- WORK TO BE COMPLETED
Print the lines that open with the one containing "of the thumb." and close with the one containing "pixel 876 530", word for word and without the pictures.

- RECORDS SHOWN
^^^^^^^^^^^^^^^^

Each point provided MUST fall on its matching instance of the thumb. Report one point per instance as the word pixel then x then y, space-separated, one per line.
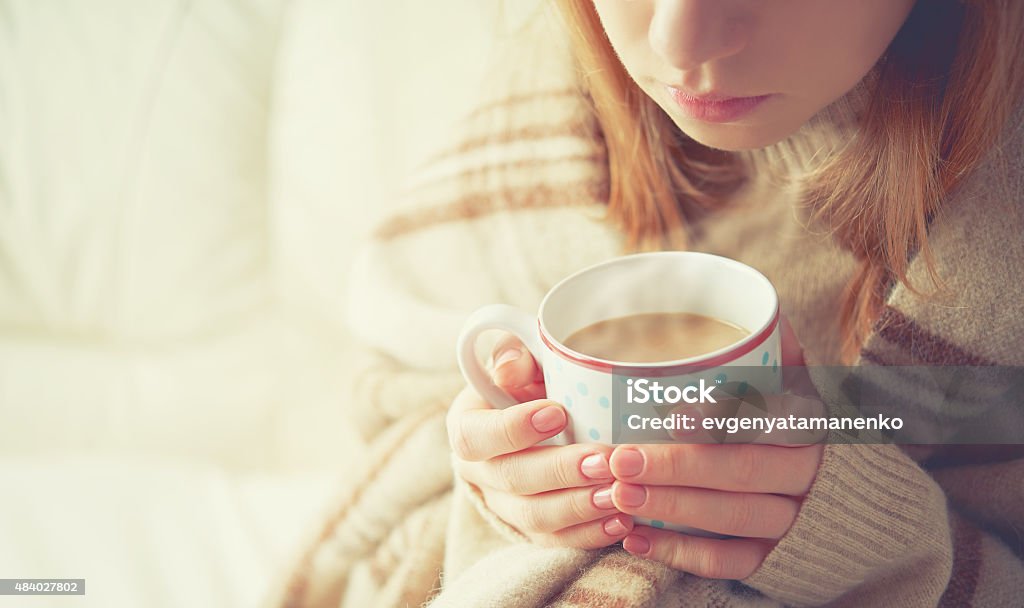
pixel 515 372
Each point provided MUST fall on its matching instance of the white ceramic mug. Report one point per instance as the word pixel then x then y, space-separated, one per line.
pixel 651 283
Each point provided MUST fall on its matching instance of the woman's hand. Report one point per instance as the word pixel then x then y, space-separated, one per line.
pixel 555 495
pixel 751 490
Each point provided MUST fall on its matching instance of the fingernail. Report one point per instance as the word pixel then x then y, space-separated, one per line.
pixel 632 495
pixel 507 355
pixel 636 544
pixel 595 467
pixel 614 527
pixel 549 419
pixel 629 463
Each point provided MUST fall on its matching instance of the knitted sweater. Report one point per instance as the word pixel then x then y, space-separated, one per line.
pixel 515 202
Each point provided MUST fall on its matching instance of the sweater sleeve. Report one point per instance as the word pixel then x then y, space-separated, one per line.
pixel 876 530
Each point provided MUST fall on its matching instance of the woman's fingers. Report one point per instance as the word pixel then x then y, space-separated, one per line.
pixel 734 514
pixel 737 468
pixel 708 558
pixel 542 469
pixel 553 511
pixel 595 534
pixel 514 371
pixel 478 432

^^^^^^^^^^^^^^^^

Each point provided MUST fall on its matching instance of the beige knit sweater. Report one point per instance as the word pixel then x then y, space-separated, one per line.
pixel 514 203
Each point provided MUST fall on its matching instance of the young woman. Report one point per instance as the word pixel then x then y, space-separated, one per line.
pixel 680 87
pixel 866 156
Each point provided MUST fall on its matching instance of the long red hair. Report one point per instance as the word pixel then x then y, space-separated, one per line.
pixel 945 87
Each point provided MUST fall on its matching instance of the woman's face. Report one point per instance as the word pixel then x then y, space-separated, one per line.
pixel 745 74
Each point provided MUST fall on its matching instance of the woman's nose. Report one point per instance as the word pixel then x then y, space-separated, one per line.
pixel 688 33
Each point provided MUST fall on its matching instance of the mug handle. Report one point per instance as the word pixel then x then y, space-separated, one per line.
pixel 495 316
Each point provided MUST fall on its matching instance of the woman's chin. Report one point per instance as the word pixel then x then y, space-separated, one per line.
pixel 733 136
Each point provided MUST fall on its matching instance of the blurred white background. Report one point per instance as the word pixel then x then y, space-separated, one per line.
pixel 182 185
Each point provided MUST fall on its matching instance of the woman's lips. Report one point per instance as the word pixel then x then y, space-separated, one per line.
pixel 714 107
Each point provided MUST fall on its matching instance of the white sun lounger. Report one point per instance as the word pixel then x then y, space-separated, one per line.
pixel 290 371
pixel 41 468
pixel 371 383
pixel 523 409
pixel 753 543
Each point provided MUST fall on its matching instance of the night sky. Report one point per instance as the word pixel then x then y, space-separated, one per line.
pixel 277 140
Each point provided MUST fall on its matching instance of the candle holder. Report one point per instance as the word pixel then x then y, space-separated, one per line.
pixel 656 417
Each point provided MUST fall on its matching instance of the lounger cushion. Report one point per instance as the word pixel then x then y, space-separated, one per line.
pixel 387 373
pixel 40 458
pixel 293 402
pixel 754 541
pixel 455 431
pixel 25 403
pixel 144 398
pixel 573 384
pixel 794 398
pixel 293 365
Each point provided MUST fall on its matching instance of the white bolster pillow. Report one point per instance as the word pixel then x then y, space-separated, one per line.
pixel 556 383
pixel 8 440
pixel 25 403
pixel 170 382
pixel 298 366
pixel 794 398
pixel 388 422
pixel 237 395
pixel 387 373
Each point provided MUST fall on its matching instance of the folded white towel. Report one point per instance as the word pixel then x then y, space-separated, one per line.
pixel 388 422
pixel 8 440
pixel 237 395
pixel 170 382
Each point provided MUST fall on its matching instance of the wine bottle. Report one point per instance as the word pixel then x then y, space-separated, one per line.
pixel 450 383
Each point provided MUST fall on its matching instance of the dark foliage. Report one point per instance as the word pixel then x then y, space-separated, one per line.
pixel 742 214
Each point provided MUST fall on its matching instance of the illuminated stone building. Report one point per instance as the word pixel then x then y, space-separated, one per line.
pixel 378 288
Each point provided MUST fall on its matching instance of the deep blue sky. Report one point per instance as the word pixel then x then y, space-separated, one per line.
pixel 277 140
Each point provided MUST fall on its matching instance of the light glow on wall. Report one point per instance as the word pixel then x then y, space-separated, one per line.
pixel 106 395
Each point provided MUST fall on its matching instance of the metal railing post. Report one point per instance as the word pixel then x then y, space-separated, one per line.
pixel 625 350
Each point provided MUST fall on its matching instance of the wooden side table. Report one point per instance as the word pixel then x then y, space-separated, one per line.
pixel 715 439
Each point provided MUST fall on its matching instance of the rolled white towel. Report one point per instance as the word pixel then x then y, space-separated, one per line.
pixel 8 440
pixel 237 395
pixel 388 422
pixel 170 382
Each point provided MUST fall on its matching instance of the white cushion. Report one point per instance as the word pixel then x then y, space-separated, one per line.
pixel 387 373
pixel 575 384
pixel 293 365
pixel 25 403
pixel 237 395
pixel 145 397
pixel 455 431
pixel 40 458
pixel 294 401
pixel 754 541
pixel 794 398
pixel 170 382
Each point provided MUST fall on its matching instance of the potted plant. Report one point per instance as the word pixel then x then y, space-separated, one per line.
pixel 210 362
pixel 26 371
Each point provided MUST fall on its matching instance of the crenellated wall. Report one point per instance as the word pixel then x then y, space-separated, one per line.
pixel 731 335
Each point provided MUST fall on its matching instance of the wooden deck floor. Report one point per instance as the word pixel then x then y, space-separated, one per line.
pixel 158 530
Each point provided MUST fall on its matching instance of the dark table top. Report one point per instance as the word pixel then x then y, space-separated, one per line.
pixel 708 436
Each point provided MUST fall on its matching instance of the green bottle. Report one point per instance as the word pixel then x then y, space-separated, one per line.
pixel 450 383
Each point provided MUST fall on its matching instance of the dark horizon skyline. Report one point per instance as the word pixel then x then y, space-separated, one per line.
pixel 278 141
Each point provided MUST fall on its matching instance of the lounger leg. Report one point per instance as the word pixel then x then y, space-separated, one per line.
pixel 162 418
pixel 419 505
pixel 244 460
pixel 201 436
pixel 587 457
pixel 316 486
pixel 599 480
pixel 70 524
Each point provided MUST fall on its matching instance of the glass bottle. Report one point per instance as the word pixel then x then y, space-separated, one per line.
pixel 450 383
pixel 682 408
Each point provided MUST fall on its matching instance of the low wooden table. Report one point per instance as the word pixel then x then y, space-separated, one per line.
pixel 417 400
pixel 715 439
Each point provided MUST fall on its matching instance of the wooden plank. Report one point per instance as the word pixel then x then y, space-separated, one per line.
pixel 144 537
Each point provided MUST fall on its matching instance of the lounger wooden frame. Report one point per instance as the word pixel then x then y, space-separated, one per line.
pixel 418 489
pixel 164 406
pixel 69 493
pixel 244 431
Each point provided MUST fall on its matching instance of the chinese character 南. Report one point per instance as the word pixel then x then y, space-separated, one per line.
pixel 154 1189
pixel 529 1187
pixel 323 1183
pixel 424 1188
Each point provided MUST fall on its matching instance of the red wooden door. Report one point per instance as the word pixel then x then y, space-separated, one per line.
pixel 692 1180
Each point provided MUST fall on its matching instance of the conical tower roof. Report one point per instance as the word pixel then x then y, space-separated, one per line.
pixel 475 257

^^^^^^^^^^^^^^^^

- THE ANSWER
Each point provided MUST fall on its matching instance of the thumb. Report one point per instance as the word pixel then x then y, space-separated, one per line.
pixel 515 372
Each point provided MUST fall on its matching instance of the white ceramic mug. Report one point per instance as the word pixel then x then y, space-separated, one per line.
pixel 651 283
Each point provided MUST fall on its matching instance of the woman's hand. Report one point per instance as the word pixel then x then y, space-separated, one per line.
pixel 555 495
pixel 751 490
Each point provided MUST fall on its matching instance of the fingernail. Report one point per instance as the word pixel then x then y, space-separated, one per line.
pixel 632 495
pixel 507 355
pixel 636 544
pixel 595 467
pixel 614 527
pixel 549 419
pixel 629 463
Each point provided MUST fall on its matching instance of the knitted sweater. Report one point per instance as the word pixel then x then y, space-separated, one per line.
pixel 515 202
Each point provided MUST fall on its matching instance of the sweater sleeve. Report one point per instance as the word pixel then x then y, space-separated, one per line.
pixel 876 530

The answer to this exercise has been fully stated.